• _TASK GOAL_:
In the forum thread about bicycle tires in a post-collapse novel, what does the writer's main character currently do for work?

• _TEXT EXCERPT_:
These should last a good long time...
http://www.airlesstiresnow.com/Airle...res_c_123.html
And then there is wood, like wagon and buggy wheels before we had rubber.
"There are too many books in the world to read in a single lifetime; you have to draw the line somewhere." --Diane Setterfield, The Thirteenth Tale
Thanks all!
I have read "World made by Hand" and also the "Dies the Fire" series (by S.M. Stirling.)
As I recall, in Kunstler's (excuse me, but VERY sexist) novels, people mainly used horses and boats for transport, though I'll probably steal some ideas from him.
In "Dies the Fire," Stirling got around the problem by having a whole lot of very handy people being the survivors ("Oh, I just happen to be a bowyer and a blacksmith! And you're an herbalist/doctor/veterinarian? - how convenient!) They did use bikes but I don't think he addressed the tire issue.
I have read about wooden tires being used, but as the roads fall apart I think this would become more and more difficult. (Though the people in the story do work to maintain major routes.) Boneshakers sound about right! I have considered some sort of sap/leather/wood combination but don't know if it would be feasible. I might have to take out the bikes...though my main character (as of now) works repairing and rebuilding bicycles. I could give her a different trade.
My story is not aimed at a particular audience, but I think the finished book will fall into the YA category. Believing as I do in the innate goodness of the great majority of people, it describes more of a utopian than a dystopian future. Most of the events in the novel take place about 50 years after the End Times, in what is something like a transition town/permaculture society. There are still books and some clothes, but anything that would be likely to spoil, break down, or rot has done so (medicines, canned goods, solar panels...bicycle tires....)

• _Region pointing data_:
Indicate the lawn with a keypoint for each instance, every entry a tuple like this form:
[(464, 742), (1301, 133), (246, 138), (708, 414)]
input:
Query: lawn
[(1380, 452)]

• _ANSWER SECTION_:
She works repairing and rebuilding bicycles.